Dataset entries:
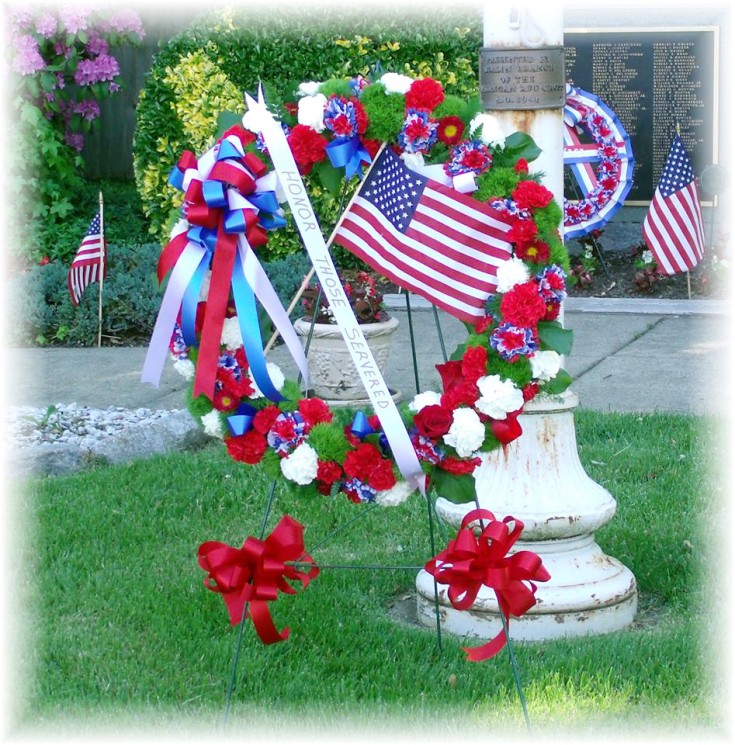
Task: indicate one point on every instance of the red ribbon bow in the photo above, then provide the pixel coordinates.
(255, 573)
(471, 561)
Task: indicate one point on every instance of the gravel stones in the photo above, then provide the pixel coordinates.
(67, 437)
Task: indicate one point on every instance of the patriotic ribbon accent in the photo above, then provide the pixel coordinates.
(254, 574)
(307, 224)
(471, 561)
(348, 153)
(229, 203)
(603, 169)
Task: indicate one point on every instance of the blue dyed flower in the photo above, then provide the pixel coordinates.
(469, 157)
(419, 133)
(511, 342)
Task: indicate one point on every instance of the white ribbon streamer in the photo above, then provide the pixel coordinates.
(308, 226)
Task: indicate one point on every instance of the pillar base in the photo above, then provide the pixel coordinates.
(588, 593)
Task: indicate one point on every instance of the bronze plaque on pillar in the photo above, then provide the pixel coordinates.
(522, 79)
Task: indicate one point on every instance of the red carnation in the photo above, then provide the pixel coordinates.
(308, 147)
(264, 419)
(459, 466)
(247, 448)
(474, 363)
(450, 130)
(424, 95)
(522, 232)
(523, 305)
(537, 252)
(328, 471)
(530, 195)
(314, 411)
(433, 421)
(224, 399)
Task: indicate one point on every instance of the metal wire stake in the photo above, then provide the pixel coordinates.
(238, 647)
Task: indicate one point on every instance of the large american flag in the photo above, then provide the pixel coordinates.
(426, 237)
(673, 228)
(85, 267)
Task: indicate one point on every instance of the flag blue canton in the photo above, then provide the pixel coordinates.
(678, 171)
(394, 190)
(94, 226)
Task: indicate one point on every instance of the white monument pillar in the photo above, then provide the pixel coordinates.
(540, 479)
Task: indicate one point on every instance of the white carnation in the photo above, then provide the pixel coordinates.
(310, 88)
(498, 396)
(274, 373)
(427, 398)
(545, 365)
(414, 161)
(212, 424)
(396, 83)
(185, 367)
(490, 132)
(231, 335)
(301, 466)
(467, 432)
(395, 496)
(510, 273)
(311, 111)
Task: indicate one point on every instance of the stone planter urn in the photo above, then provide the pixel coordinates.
(332, 372)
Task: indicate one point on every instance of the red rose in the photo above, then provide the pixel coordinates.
(451, 373)
(314, 411)
(264, 419)
(459, 466)
(247, 448)
(530, 195)
(433, 421)
(308, 147)
(523, 305)
(424, 95)
(474, 363)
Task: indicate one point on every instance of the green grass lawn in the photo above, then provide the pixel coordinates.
(120, 630)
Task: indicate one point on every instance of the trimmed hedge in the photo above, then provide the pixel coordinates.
(204, 71)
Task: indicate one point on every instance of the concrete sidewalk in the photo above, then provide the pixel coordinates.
(628, 355)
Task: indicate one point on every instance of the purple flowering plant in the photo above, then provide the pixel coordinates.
(63, 64)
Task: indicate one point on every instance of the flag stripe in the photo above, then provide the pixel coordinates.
(673, 228)
(427, 237)
(424, 256)
(85, 266)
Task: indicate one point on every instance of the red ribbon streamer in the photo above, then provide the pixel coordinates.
(471, 561)
(255, 573)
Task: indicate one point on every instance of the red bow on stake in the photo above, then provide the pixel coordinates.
(471, 561)
(256, 572)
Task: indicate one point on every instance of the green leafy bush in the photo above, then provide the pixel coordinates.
(205, 70)
(40, 312)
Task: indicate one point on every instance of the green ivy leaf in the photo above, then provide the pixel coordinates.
(456, 488)
(554, 336)
(558, 384)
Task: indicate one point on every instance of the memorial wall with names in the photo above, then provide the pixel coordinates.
(652, 80)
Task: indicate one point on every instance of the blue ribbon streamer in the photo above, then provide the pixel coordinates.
(348, 153)
(242, 421)
(247, 315)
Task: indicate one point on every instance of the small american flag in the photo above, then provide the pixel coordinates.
(85, 267)
(426, 237)
(673, 228)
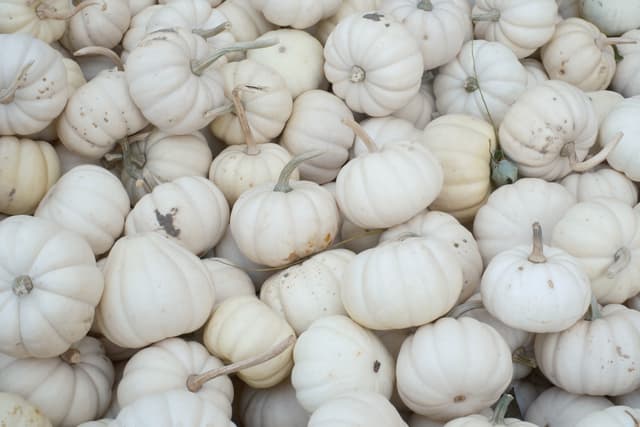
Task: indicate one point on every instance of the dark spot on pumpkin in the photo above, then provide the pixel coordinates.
(166, 222)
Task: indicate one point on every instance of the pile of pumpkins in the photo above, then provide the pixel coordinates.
(323, 213)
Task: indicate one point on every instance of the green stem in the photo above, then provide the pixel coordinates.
(199, 67)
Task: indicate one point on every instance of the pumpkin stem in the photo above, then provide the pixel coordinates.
(425, 5)
(7, 95)
(199, 67)
(501, 410)
(71, 356)
(521, 357)
(195, 382)
(211, 32)
(22, 285)
(102, 51)
(358, 74)
(461, 309)
(360, 133)
(537, 255)
(492, 15)
(283, 185)
(621, 260)
(594, 161)
(238, 106)
(44, 11)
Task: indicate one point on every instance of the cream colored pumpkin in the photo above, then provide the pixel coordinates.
(295, 13)
(505, 220)
(464, 146)
(364, 407)
(436, 379)
(305, 292)
(483, 81)
(549, 130)
(191, 209)
(604, 235)
(168, 294)
(167, 365)
(70, 389)
(243, 327)
(601, 182)
(267, 110)
(90, 201)
(521, 25)
(335, 356)
(370, 76)
(578, 53)
(316, 123)
(27, 170)
(402, 283)
(438, 26)
(597, 356)
(49, 285)
(33, 84)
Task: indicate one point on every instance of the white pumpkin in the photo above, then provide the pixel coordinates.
(50, 286)
(166, 294)
(357, 407)
(444, 227)
(597, 356)
(335, 356)
(244, 327)
(316, 123)
(297, 57)
(305, 292)
(521, 25)
(365, 71)
(272, 407)
(601, 182)
(70, 389)
(295, 13)
(402, 283)
(191, 209)
(558, 408)
(439, 27)
(604, 236)
(167, 365)
(483, 81)
(33, 86)
(578, 53)
(435, 376)
(505, 220)
(464, 146)
(90, 201)
(27, 170)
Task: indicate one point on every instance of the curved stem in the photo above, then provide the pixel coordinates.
(283, 185)
(7, 95)
(252, 147)
(621, 260)
(199, 67)
(102, 51)
(537, 254)
(594, 161)
(501, 410)
(211, 32)
(360, 133)
(22, 285)
(71, 356)
(195, 382)
(43, 11)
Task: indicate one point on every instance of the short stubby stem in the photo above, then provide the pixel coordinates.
(22, 285)
(358, 74)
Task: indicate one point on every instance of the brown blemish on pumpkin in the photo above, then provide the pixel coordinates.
(166, 222)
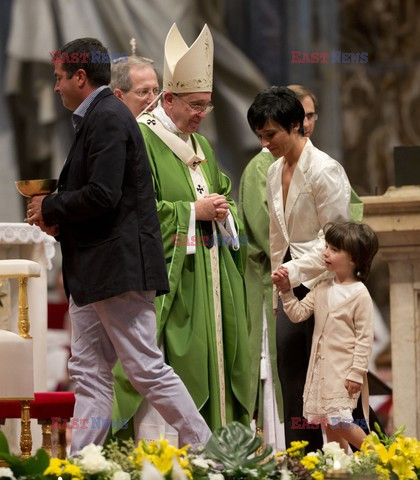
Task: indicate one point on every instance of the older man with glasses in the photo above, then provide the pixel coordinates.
(202, 321)
(134, 81)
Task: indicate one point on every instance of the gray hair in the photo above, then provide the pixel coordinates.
(120, 71)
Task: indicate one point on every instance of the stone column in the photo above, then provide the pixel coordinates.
(395, 217)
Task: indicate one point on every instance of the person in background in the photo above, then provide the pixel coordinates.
(305, 190)
(104, 215)
(202, 321)
(135, 82)
(265, 391)
(343, 335)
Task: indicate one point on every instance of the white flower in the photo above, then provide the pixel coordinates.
(337, 454)
(285, 474)
(330, 448)
(200, 462)
(91, 449)
(177, 472)
(120, 475)
(92, 460)
(216, 476)
(150, 472)
(6, 472)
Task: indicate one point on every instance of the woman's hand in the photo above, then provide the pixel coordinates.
(280, 279)
(352, 387)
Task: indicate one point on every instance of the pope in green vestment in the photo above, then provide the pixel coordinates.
(255, 216)
(213, 361)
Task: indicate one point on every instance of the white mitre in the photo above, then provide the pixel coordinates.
(188, 69)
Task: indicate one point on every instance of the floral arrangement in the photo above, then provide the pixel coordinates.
(233, 452)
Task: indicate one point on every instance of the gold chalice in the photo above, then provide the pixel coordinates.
(30, 188)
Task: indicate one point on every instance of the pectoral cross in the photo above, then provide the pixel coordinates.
(133, 46)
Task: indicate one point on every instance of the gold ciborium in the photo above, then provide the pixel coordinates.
(31, 188)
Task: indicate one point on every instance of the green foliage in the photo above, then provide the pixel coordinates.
(388, 440)
(235, 446)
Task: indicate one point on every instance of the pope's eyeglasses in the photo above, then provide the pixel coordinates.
(145, 92)
(196, 106)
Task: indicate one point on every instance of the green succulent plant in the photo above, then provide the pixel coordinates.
(239, 449)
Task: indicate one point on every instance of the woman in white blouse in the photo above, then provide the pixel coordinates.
(305, 189)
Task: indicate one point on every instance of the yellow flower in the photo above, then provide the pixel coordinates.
(72, 470)
(296, 448)
(383, 473)
(54, 468)
(309, 462)
(403, 468)
(384, 454)
(161, 453)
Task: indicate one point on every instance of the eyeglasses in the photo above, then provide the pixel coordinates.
(196, 106)
(145, 92)
(311, 117)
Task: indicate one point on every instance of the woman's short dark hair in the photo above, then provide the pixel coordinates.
(279, 104)
(358, 240)
(91, 56)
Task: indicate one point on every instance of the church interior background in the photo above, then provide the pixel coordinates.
(366, 108)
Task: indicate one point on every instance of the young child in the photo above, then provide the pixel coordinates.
(343, 334)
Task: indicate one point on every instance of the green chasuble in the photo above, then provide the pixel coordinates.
(185, 316)
(256, 219)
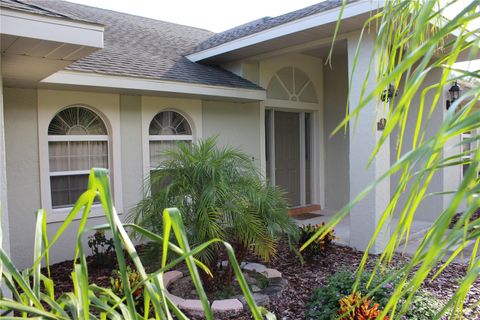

YOUR OBJECTIVE: Which lines run from the one holding "Task: indicate one point on every instance of the woman in" through the end of the records? Reproduce them word for word, both ends included, with no pictures.

PROBLEM SOLUTION:
Task: indicate one point on every instance of the woman in white blouse in the photo above, then provide the pixel coordinates.
(305, 189)
Task: indicate one point on every instance of the yellow flower in the photo above, then provide the pixel coordinates.
(72, 470)
(296, 448)
(383, 473)
(54, 468)
(309, 462)
(403, 468)
(384, 454)
(161, 453)
Task: indicate one point on every instance of the eyeglasses in the photo above, then provide the pixel coordinates.
(196, 106)
(145, 92)
(311, 117)
Task: indicate one point on every instance of the woman's short dark hair in the photo above, then provide the pixel coordinates.
(279, 104)
(358, 240)
(91, 56)
Task: indicate one point on every instance of the church interior background in the photo above, then provide the pixel coordinates.
(366, 108)
Task: indicate one point on every instance of the young child in the photo above, then provide the pixel coordinates.
(343, 334)
Task: indicate one point on every instance of the green chasuble in the photo above, then provide the pixel coordinates.
(185, 316)
(256, 219)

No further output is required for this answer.